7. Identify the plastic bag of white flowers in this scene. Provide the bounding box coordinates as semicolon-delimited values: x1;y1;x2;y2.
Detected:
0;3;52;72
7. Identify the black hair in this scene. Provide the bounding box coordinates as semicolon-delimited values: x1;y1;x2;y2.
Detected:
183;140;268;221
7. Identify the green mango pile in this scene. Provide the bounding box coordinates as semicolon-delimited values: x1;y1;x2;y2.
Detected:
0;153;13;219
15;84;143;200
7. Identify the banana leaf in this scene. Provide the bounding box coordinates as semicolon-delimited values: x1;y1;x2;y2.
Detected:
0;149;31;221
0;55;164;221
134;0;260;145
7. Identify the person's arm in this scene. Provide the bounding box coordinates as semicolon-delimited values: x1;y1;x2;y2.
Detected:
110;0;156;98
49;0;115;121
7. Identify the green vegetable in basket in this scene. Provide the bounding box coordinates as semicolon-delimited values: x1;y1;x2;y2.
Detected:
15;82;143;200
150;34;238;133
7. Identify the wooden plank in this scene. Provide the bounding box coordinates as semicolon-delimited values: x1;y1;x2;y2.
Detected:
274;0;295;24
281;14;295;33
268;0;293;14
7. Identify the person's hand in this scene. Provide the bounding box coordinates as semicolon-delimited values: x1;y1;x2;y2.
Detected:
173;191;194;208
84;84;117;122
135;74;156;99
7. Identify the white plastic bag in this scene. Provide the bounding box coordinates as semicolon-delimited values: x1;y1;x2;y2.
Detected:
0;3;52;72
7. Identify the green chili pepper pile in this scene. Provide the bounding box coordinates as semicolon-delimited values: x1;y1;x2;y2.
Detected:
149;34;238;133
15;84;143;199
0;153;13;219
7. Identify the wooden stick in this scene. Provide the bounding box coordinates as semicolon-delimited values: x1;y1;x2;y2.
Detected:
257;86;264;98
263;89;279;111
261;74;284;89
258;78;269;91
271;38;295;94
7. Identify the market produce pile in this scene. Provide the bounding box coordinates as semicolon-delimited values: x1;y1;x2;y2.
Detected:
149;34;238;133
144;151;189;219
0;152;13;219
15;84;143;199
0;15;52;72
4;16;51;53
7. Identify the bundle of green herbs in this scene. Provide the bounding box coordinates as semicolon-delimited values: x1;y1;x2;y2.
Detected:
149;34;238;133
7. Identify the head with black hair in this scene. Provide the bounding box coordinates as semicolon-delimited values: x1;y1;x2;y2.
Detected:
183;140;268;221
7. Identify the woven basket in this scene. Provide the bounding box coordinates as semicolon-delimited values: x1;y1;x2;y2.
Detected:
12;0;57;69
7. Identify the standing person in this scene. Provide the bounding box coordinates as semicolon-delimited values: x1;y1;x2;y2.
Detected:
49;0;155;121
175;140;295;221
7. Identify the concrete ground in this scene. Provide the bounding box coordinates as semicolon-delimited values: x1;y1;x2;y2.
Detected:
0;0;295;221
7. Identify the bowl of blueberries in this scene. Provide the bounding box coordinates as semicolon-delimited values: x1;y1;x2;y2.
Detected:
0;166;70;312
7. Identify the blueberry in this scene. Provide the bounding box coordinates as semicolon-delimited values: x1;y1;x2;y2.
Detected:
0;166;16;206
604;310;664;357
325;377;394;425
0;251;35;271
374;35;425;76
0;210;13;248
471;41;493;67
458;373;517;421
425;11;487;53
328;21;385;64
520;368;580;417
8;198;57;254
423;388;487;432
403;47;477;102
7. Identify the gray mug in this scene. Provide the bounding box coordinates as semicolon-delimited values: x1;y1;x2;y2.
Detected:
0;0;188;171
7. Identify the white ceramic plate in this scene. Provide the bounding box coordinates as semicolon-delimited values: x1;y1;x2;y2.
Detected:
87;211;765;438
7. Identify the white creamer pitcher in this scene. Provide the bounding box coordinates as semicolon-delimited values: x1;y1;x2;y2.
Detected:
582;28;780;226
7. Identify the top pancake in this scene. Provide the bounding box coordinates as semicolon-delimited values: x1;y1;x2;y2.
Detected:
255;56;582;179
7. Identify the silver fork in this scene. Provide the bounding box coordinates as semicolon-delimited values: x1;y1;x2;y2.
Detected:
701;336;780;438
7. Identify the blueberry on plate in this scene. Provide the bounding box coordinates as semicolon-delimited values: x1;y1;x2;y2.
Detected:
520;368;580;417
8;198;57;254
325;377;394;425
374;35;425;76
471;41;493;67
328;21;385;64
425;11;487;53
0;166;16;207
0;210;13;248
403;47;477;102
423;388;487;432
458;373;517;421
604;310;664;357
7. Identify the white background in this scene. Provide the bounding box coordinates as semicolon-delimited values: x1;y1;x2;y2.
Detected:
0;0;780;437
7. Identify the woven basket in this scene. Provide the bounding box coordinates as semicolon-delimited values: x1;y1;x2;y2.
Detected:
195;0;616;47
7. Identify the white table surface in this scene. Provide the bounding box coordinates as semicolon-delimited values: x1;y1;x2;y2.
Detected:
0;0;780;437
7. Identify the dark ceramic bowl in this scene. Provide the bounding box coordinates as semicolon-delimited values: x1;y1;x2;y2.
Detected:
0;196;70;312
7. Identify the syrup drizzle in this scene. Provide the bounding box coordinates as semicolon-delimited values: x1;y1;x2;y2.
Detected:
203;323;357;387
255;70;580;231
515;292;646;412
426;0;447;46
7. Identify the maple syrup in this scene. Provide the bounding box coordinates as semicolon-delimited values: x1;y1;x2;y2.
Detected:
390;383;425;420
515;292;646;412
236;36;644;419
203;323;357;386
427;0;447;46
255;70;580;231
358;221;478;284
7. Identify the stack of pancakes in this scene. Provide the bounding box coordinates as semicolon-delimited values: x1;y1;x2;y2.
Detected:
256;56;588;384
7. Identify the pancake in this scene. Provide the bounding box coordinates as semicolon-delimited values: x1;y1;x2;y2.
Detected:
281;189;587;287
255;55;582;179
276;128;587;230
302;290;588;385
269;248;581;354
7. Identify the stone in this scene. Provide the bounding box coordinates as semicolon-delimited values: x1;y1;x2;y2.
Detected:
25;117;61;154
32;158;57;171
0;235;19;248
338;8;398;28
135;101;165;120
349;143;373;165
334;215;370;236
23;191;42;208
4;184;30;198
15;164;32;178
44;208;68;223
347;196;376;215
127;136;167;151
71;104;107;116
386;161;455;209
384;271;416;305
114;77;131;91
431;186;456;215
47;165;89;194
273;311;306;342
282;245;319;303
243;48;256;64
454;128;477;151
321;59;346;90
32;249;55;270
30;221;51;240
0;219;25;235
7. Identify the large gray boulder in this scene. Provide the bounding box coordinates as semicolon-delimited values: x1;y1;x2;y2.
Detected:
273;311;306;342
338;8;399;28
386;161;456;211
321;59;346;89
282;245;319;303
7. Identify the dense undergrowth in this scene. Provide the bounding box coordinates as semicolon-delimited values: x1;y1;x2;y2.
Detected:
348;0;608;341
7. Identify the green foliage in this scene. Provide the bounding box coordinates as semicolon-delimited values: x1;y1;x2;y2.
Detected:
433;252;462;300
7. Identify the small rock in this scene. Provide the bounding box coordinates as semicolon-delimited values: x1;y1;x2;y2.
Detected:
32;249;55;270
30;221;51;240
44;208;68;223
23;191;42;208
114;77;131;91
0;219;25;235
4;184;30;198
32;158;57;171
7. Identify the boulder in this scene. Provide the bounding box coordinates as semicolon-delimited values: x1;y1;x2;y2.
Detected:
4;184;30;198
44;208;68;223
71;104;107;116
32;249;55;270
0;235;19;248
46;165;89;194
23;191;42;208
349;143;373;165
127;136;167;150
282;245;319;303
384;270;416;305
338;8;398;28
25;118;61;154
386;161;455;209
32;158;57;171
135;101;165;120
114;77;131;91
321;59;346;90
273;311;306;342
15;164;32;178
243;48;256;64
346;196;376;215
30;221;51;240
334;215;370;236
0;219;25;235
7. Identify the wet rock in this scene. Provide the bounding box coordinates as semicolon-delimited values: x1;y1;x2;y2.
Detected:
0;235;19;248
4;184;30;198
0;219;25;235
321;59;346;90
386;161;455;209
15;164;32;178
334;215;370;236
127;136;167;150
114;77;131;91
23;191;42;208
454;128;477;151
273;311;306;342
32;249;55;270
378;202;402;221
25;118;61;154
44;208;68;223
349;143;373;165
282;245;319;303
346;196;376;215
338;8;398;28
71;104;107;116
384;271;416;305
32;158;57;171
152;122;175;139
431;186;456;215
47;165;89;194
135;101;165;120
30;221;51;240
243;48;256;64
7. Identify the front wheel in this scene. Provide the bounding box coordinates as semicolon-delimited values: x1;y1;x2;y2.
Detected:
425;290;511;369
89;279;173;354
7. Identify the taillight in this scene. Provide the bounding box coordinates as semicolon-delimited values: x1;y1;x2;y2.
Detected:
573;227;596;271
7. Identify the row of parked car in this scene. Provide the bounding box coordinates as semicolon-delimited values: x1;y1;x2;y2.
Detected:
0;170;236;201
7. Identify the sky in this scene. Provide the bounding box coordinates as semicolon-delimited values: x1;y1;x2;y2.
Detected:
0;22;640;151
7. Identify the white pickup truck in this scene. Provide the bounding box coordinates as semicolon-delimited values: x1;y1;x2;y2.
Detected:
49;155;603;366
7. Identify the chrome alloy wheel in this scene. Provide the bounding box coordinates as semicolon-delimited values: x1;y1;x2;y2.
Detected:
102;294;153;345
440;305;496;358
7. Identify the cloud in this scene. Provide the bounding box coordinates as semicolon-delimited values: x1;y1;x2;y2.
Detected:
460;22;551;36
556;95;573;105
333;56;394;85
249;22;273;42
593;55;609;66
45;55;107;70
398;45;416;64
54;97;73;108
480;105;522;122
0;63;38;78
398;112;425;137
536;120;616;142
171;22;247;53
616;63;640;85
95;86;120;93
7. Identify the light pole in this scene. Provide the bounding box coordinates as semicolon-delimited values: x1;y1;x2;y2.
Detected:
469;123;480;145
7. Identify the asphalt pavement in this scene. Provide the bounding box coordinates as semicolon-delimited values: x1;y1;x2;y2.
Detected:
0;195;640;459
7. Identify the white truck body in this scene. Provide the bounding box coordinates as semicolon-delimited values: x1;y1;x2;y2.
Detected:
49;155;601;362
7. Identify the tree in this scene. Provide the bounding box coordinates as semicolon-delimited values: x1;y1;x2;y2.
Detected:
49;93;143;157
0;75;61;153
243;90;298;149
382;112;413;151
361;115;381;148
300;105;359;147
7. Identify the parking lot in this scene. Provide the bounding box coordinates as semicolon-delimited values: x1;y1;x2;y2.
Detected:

### SHORT EXERCISE
Can you rewrite everything from the line containing "7. Identify the gray" down to the line containing "87;211;765;438", with "Detected" replaced by "Located" and everything else left unchanged?

### RESPONSE TO THE TASK
7. Identify the gray mug in this scene. Provide the bounding box coordinates as semicolon-delimited values: x1;y1;x2;y2.
Located:
0;0;188;171
7. Identify the white ceramic plate in this scene. Provide the bounding box coordinates as semicolon-delimited values: x1;y1;x2;y2.
Located:
87;211;765;438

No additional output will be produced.